__ЧТО ТРЕБУЕТСЯ__: Продолжите текст памяти протопресвитера Александра Киселева, начав сразу после его последнего предложения.

__ТЕКСТ ДЛЯ ЧТЕНИЯ__:
----------------

ЖУРНАЛ МОСКОВСКОЙ ПАТРИАРХИИ
12-2001

ЦЕРКОВНАЯ ЖИЗНЬ

Вечная память

Памяти протопресвитера Александра Киселева

       2 октября 2001 года в Донском монастыре, в Москве, не дожив всего нескольких дней до 92 лет, отошел ко Господу протопресвитер Александр Киселев, один из старейших священнослужителей Святой Матери-Церкви. В тот же день Святейший Патриарх Алексий, с детства знавший отца Александра, совершил панихиду по усопшем в Малом соборе Донского монастыря и произнес надгробное Слово:

       "Дорогие братья и сестры! Мы провожаем в путь всея земли протопресвитера Александра Киселева, который начал свое пастырское служение почти семьдесят лет тому назад в Никольском храме, в Таллине.
       Обстоятельства вынудили его эмигрировать в Америку, он прошел длинный и тяжелый путь эмиграции, который проходили многие и многие наши соотечественники. Но он всегда оставался пастырем, всегда старался духовно окормлять тех, кто в этом нуждался. В Америке он издавал журнал "Русское возрождение", в храме во имя преподобного Серафима Саровского в Нью-Йорке вокруг него всегда собирались люди, нуждавшиеся в духовной поддержке.
       Обстоятельства позволили отцу Александру вернуться на родину - это была его мечта. Имея огромный духовный и жизненный опыт, уже находясь в Москве, в Донском монастыре, он продолжал пастырски окормлять всех, кто приходил к нему.
       Господь посещал его болезнями, но даровал ему долгую жизнь. Мы рады, что последнее десятилетие он был с нами, что он вернулся к Матери-Церкви, которая с любовью приняла его. Его мечтой было закончить свой жизненный путь на родине. И Милосердный Господь даровал ему мирную кончину на родной земле.
       На протяжении многих десятилетий я знал отца Александра - сначала по Таллину, где он был настоятелем Никольского храма. В то время мой покойный родитель был у него диаконом, а я, будучи мальчиком, прислуживал в этой церкви. Потом на долгие годы прервалось наше общение и возобновилось оно только в семидесятые годы в Нью-Йорке, когда после долгого перерыва мы вновь встретились. По возвращении на родину, пока силы позволяли отцу Александру, мы общались с ним, и в день девяностолетия я посещал его.
       На протяжении всего жизненного пути он был истинным пастырем, пастырем Церкви Христовой. Это служение он нес в течение почти семи десятков лет.
       В чине отпевания священников есть умилительные слова, с которыми покойный обращается к нам, тем, кто молится о его душе: Братия мои возлюбленные, не забывайте меня, когда поете Господа, но поминайте и братство мое, и молите Бога, да упокоит мя с праведными Господь. Мы верим, что покойный пастырь слышит милостивное призывание Отца Небесного в обители небесные: Рабе благий и верный, в малом ты был верен, войди в радость Господина своего.

----------------

__ЗАПИСИ НАБОРА ДАННЫХ__:

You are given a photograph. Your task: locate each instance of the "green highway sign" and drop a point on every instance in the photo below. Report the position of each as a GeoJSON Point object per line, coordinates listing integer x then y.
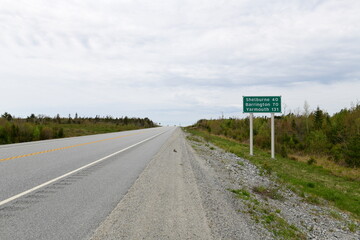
{"type": "Point", "coordinates": [262, 104]}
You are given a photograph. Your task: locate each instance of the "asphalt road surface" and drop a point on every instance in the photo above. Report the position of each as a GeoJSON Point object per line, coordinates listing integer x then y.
{"type": "Point", "coordinates": [65, 188]}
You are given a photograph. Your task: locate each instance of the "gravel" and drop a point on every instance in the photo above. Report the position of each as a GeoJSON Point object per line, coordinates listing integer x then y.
{"type": "Point", "coordinates": [229, 171]}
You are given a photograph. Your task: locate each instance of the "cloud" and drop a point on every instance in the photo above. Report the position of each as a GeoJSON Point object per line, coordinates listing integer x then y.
{"type": "Point", "coordinates": [164, 58]}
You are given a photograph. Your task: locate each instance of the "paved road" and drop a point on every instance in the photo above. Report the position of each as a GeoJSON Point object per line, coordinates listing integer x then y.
{"type": "Point", "coordinates": [71, 207]}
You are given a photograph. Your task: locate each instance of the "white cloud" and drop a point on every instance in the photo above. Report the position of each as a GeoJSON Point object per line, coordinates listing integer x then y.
{"type": "Point", "coordinates": [163, 58]}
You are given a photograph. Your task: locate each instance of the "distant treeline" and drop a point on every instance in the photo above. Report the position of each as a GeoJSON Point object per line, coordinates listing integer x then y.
{"type": "Point", "coordinates": [41, 127]}
{"type": "Point", "coordinates": [317, 133]}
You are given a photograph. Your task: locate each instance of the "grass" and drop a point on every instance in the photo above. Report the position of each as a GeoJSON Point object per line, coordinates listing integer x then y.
{"type": "Point", "coordinates": [309, 180]}
{"type": "Point", "coordinates": [268, 217]}
{"type": "Point", "coordinates": [73, 130]}
{"type": "Point", "coordinates": [266, 192]}
{"type": "Point", "coordinates": [334, 168]}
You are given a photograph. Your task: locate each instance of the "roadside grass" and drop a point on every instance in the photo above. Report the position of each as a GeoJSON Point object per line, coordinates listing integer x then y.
{"type": "Point", "coordinates": [308, 180]}
{"type": "Point", "coordinates": [74, 130]}
{"type": "Point", "coordinates": [334, 168]}
{"type": "Point", "coordinates": [269, 218]}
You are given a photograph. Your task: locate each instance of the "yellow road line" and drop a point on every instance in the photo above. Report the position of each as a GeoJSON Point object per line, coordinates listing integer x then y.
{"type": "Point", "coordinates": [62, 148]}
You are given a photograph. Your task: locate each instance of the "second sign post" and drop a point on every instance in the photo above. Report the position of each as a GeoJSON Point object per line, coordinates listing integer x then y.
{"type": "Point", "coordinates": [262, 104]}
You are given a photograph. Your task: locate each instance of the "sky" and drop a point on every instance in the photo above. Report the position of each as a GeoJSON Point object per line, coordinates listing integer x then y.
{"type": "Point", "coordinates": [176, 61]}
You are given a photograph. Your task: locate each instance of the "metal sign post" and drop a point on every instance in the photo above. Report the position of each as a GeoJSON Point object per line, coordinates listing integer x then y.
{"type": "Point", "coordinates": [251, 134]}
{"type": "Point", "coordinates": [262, 104]}
{"type": "Point", "coordinates": [272, 135]}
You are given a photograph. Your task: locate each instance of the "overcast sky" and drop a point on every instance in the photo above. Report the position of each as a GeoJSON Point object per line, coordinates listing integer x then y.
{"type": "Point", "coordinates": [176, 61]}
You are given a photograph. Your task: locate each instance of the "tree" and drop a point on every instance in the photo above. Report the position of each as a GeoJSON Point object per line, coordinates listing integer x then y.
{"type": "Point", "coordinates": [352, 152]}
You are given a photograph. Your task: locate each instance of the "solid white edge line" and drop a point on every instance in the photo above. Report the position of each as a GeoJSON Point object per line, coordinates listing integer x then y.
{"type": "Point", "coordinates": [74, 171]}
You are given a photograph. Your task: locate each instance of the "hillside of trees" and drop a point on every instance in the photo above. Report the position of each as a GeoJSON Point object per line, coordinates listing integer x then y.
{"type": "Point", "coordinates": [41, 127]}
{"type": "Point", "coordinates": [311, 133]}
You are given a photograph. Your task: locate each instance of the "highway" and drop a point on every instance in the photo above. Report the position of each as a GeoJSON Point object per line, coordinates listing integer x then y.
{"type": "Point", "coordinates": [64, 188]}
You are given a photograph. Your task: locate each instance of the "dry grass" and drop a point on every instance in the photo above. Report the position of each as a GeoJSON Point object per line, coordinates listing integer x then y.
{"type": "Point", "coordinates": [334, 168]}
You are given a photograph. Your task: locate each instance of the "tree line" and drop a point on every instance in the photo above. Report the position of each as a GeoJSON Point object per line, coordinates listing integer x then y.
{"type": "Point", "coordinates": [314, 133]}
{"type": "Point", "coordinates": [32, 128]}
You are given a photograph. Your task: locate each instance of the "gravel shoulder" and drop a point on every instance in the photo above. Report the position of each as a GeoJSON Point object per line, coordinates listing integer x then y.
{"type": "Point", "coordinates": [187, 192]}
{"type": "Point", "coordinates": [164, 202]}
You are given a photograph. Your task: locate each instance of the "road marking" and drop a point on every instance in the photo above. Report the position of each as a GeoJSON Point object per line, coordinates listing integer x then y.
{"type": "Point", "coordinates": [74, 171]}
{"type": "Point", "coordinates": [62, 148]}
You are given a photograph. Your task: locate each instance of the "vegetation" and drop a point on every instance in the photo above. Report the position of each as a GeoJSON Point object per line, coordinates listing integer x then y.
{"type": "Point", "coordinates": [33, 128]}
{"type": "Point", "coordinates": [315, 134]}
{"type": "Point", "coordinates": [268, 217]}
{"type": "Point", "coordinates": [310, 181]}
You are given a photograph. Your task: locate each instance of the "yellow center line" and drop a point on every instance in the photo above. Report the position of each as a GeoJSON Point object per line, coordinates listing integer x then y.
{"type": "Point", "coordinates": [62, 148]}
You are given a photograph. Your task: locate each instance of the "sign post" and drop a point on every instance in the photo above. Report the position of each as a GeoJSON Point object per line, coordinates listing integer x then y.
{"type": "Point", "coordinates": [262, 104]}
{"type": "Point", "coordinates": [251, 134]}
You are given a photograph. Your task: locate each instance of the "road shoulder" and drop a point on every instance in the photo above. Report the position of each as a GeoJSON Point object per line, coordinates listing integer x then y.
{"type": "Point", "coordinates": [163, 203]}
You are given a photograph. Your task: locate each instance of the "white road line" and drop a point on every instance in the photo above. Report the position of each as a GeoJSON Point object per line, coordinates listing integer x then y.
{"type": "Point", "coordinates": [74, 171]}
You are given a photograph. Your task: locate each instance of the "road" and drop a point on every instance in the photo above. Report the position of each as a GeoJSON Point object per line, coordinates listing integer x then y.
{"type": "Point", "coordinates": [64, 189]}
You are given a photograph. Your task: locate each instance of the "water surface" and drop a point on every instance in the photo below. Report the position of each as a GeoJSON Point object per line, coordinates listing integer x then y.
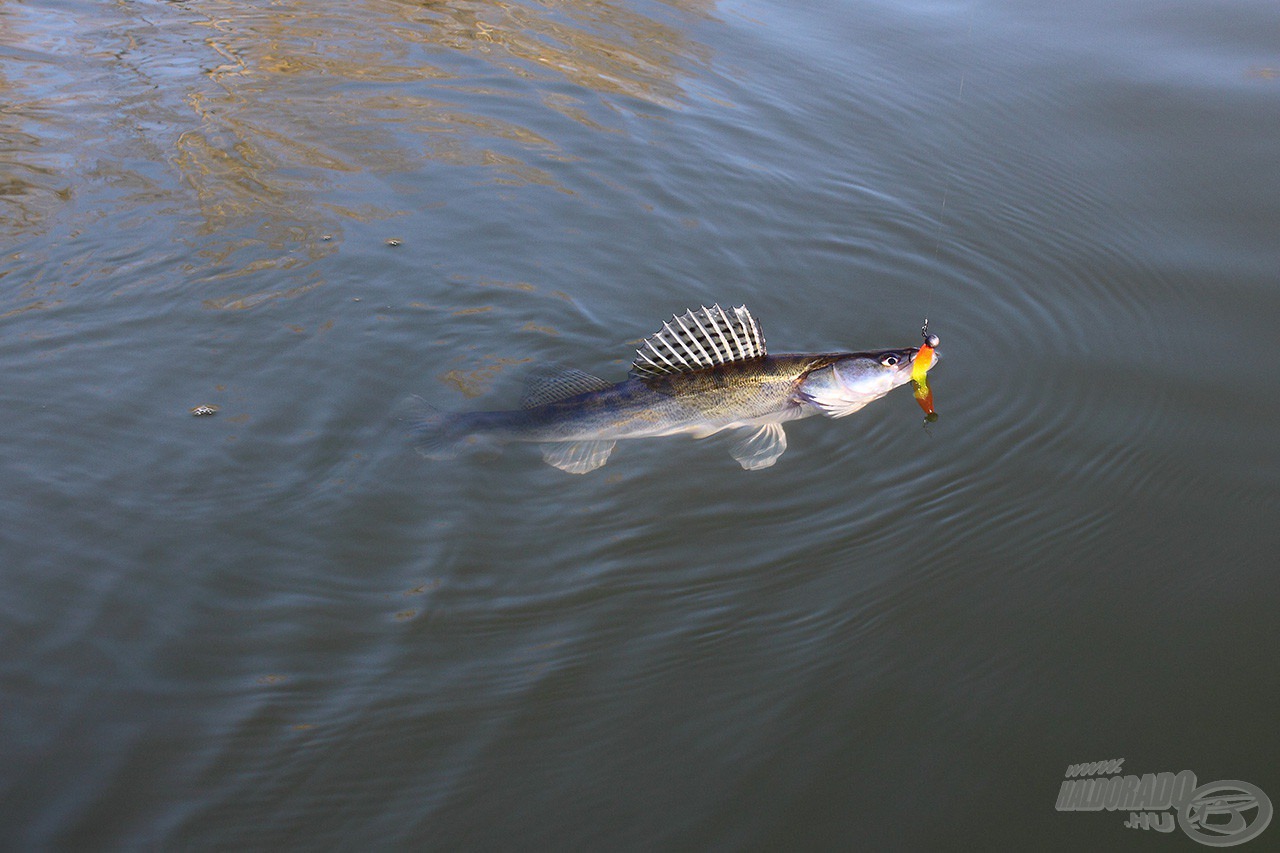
{"type": "Point", "coordinates": [278, 626]}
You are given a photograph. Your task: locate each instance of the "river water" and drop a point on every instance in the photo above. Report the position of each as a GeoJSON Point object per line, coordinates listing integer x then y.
{"type": "Point", "coordinates": [279, 628]}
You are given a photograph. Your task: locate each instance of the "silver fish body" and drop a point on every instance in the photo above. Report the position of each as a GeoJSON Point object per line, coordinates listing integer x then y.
{"type": "Point", "coordinates": [577, 418]}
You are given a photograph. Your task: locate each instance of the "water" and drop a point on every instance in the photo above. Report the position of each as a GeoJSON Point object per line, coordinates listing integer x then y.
{"type": "Point", "coordinates": [279, 628]}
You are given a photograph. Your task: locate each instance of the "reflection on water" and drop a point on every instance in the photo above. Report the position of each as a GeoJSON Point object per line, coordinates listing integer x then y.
{"type": "Point", "coordinates": [264, 123]}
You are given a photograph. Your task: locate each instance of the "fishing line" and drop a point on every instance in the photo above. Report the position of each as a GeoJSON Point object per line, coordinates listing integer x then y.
{"type": "Point", "coordinates": [946, 177]}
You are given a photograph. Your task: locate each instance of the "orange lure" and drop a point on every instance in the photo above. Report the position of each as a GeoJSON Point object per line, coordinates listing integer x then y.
{"type": "Point", "coordinates": [919, 368]}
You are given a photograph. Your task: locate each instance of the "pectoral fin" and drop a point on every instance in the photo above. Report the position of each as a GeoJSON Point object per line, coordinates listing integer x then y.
{"type": "Point", "coordinates": [759, 447]}
{"type": "Point", "coordinates": [577, 457]}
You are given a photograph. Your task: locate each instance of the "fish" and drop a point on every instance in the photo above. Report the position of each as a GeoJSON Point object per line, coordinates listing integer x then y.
{"type": "Point", "coordinates": [703, 373]}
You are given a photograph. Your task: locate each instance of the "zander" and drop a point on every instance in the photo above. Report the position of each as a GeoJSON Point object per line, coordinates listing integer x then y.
{"type": "Point", "coordinates": [702, 373]}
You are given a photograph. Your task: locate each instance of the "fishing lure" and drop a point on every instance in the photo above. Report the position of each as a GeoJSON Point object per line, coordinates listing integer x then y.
{"type": "Point", "coordinates": [920, 365]}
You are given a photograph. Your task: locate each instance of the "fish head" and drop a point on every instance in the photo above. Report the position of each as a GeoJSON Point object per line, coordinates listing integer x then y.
{"type": "Point", "coordinates": [851, 381]}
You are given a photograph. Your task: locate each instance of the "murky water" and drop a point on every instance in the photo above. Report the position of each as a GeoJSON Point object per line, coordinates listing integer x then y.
{"type": "Point", "coordinates": [277, 626]}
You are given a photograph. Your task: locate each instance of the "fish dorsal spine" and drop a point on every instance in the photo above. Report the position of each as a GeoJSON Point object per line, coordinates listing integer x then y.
{"type": "Point", "coordinates": [699, 340]}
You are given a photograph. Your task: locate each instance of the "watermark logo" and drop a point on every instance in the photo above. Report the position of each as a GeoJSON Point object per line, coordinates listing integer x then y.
{"type": "Point", "coordinates": [1221, 813]}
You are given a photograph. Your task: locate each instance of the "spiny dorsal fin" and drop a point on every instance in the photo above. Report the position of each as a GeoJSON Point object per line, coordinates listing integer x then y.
{"type": "Point", "coordinates": [560, 384]}
{"type": "Point", "coordinates": [699, 340]}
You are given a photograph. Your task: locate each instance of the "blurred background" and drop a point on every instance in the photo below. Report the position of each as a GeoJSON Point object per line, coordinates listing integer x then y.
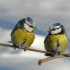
{"type": "Point", "coordinates": [44, 13]}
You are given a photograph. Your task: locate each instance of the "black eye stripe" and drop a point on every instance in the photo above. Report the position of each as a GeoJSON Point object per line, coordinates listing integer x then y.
{"type": "Point", "coordinates": [55, 29]}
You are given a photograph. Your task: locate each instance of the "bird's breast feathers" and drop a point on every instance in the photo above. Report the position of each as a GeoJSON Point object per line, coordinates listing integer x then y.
{"type": "Point", "coordinates": [51, 41]}
{"type": "Point", "coordinates": [19, 35]}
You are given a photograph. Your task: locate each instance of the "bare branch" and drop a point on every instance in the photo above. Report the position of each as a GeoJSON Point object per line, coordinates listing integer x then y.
{"type": "Point", "coordinates": [49, 58]}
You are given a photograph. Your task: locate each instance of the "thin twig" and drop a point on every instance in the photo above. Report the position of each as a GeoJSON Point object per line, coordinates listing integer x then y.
{"type": "Point", "coordinates": [49, 58]}
{"type": "Point", "coordinates": [40, 51]}
{"type": "Point", "coordinates": [31, 49]}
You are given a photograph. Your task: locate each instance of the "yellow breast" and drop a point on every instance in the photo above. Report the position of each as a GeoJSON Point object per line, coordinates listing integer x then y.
{"type": "Point", "coordinates": [19, 36]}
{"type": "Point", "coordinates": [52, 40]}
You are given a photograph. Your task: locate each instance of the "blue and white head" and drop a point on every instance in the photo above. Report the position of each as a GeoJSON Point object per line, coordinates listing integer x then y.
{"type": "Point", "coordinates": [56, 28]}
{"type": "Point", "coordinates": [29, 25]}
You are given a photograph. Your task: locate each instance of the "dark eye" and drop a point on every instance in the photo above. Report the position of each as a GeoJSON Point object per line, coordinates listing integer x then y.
{"type": "Point", "coordinates": [31, 26]}
{"type": "Point", "coordinates": [53, 29]}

----------------

__МЕСТО ДЛЯ ОТВЕТА__:
       Я выражаю соболезнования родным и близким покойного, всем, кто почитал отца протопресвитера, общался с ним, пользовался его духовными наставлениями, его пастырским и жизненным опытом. Во время панихиды будем возносить наши молитвы ко Господу, да упокоит Он Своего верного служителя в обителях небесных, где нет ни болезни, ни печали, ни воздыхания, но жизнь бесконечная".
      
       Протопресвитер Александр Киселев родился 7 октября 1909 года в Тверской губернии. В 1917 году его отец, Николай Александрович, Временным правительством был назначен на административный пост в Сибирь, но пока семья добралась до этой отдаленной области России, к власти уже пришли большевики. Николай Александрович был родом из Юрьева (Тарту), и у него была возможность вывезти свою семью в ставшую независимой Эстонию.
       В Прибалтике, на земле, еще вчера бывшей частью Российской Империи, оставались в неприкосновенности храмы и знаменитые монастыри. Здесь было коренное русское население, но не было советской власти. Именно в Прибалтике расцвела деятельность Русского Студенческого Христианского Движения (РСХД), одного из самых значительных явлений русской церковной жизни ХХ века. Этому движению, у истоков которого стояли старшие друзья и наставники будущего отца Александра - протоиереи Сергий Четвериков, Василий Зеньковский и Александр Ельчанинов, удалось почти невероятное: во многом воссоединить разорванные историей Православие и светскую культуру, воцерковить молодежь и воспитать своих членов деятельными христианами, убежденными патриотами России, открытыми современности и внешнему миру. РСХД организовывало летние лагеря, благотворительные столовые и воскресные школы, издавало газеты и занималось просвещением сельской молодежи. Но в центре всей жизни были Церковь и любовь к России.
       "Мы, движенцы", - говорил отец Александр, вспоминая о своей юношеской работе в издательстве для печорских крестьян, о своем увлечении футболом или о паломничествах в Псково-Печерский и Валаамский монастыри и о том чувстве радости общего дела ради Христа и ближнего, которое он пронес через всю жизнь и которым наградил столь многих. Но тем не менее это была бедная жизнь изгнанников.
       В 1933 году Александр Киселев окончил Рижскую Духовную семинарию, но считал себя еще не готовым к священству. Он послал документы в Свято-Сергиевский Богословский институт в Париже и был принят. В то лето в Ригу приехал игумен, впоследствии архиепископ Иоанн (Шаховской). После службы Александр вызвался проводить отца Иоанна на квартиру, где ему был приготовлен ночлег, и по пути рассказал ему о своих сомнениях и желании получить высшее богословское образование.
       "Невозможное человеку возможно Богу", - ответил юноше отец Иоанн.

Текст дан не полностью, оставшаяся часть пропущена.